> Data records
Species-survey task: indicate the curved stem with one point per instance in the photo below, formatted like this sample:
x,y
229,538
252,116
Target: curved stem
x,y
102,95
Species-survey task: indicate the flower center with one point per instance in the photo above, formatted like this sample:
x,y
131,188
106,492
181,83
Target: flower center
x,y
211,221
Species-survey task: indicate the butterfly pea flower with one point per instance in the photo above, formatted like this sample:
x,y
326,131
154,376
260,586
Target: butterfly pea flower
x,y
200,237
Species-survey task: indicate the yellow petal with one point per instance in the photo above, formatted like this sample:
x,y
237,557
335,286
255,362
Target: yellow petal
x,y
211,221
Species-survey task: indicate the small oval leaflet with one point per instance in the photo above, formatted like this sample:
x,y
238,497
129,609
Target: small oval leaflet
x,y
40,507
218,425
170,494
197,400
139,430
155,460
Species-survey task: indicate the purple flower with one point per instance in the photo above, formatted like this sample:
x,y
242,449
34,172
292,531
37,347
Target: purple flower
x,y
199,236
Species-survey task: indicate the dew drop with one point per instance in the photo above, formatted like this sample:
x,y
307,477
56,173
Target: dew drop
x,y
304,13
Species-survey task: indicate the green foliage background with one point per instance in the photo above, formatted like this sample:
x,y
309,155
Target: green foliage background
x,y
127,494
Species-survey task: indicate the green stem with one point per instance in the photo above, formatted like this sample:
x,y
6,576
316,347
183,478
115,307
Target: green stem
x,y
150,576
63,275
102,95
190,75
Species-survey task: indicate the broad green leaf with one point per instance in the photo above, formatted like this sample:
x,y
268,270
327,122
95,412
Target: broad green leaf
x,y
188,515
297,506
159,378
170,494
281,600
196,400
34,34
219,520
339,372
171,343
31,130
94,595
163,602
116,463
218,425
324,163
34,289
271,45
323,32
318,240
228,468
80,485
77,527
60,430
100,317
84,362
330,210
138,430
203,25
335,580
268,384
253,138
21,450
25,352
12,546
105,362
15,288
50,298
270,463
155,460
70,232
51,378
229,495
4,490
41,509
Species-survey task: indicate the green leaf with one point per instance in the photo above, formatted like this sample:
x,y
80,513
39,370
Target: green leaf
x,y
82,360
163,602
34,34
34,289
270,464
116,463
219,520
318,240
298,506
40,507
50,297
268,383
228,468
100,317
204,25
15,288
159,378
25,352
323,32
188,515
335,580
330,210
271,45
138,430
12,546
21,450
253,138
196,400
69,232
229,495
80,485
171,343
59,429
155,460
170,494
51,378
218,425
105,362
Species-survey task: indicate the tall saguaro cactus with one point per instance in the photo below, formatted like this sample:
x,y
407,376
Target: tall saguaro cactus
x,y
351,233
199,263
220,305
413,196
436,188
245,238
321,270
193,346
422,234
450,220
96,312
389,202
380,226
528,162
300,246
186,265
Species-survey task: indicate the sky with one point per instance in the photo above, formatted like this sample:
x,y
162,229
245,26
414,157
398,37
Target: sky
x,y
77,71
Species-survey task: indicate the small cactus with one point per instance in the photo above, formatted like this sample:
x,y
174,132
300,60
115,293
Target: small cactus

> Problem description
All of the data above needs to be written out exactly.

> Response for this exercise
Species-survey task: indicate the curved stem with one point per instance in the photo below, formatted like this sample:
x,y
229,538
252,116
Target: curved stem
x,y
102,95
Species-survey task: indicate the flower center with one point per instance in the photo above, formatted like this sample:
x,y
131,188
106,492
181,83
Target: flower center
x,y
211,221
Species-survey task: indicate the butterfly pea flower with one point per instance in the photo above, formatted like this sample:
x,y
326,131
154,376
260,586
Target: butterfly pea flower
x,y
200,237
Species-survey task: indicate the yellow petal with one point per instance in the photo above, formatted like this sample:
x,y
237,557
335,286
255,362
Target: yellow petal
x,y
211,221
Species-survey task: indicate the small oval leaflet with one point per instance in the photo above, formatted like this sample:
x,y
238,497
129,609
Target: small oval leaflet
x,y
40,507
218,425
170,494
197,400
139,430
155,460
Species-survey task: indicate the purple flower with one point per instance in the photo above, formatted like this sample:
x,y
242,449
34,172
292,531
37,347
Target: purple flower
x,y
199,236
Species-survey task: indicate the dew drop with one point per instance in the photo above, formatted like this sample:
x,y
307,477
56,173
Target: dew drop
x,y
304,13
Species-survey task: indicate the green foliage background with one point per instance in the photo above, formatted like this sample:
x,y
309,155
Target: green foliage background
x,y
127,494
Species-survey task: indicate the green stem with one point per instance in the photo above, formatted like this sample:
x,y
6,576
316,347
183,478
115,307
Target: green stem
x,y
150,576
63,275
102,95
190,75
Species-survey task: indicate the broad green leaf with one point per instance in the photo above, formatted like this sample:
x,y
268,270
327,122
95,412
Target: broad green leaf
x,y
188,515
297,506
159,378
170,494
281,600
196,400
34,34
219,520
339,372
171,343
31,130
94,595
163,602
116,463
218,425
324,163
34,289
271,45
323,32
318,240
228,468
80,485
77,527
60,430
100,317
84,362
330,210
138,430
203,25
335,580
268,384
253,138
21,450
25,352
12,546
105,362
15,288
50,298
270,463
155,460
70,232
51,378
229,495
4,490
41,509
Species-survey task: indicate the green leaf with one point per instance in the photo above, formatted like this sample:
x,y
80,513
39,370
Target: green leaf
x,y
82,360
163,602
34,34
34,289
270,464
116,463
219,520
318,240
298,506
40,507
50,297
268,383
228,468
100,317
204,25
15,288
159,378
25,352
323,32
188,515
335,580
330,210
271,45
138,430
12,546
21,450
253,138
196,400
69,232
229,495
80,485
171,343
59,429
155,460
170,494
51,378
218,425
105,362
Species-survey task: indicate the tall saguaro cactus with one point per instance in the photo below, formatted like this sample:
x,y
407,376
Target: tall saguaro cactus
x,y
351,233
199,263
220,305
413,196
436,188
245,238
321,270
193,346
422,234
450,220
96,312
389,202
380,226
528,162
300,246
186,265
Species-survey task: indicate the sky with one point per instance in the photo above, formatted like this sample:
x,y
162,229
245,26
414,157
398,37
Target: sky
x,y
77,71
Species-survey task: indicate the small cactus with one point per instance in the photo above, formatted like this sample:
x,y
174,132
300,60
115,293
Target: small cactus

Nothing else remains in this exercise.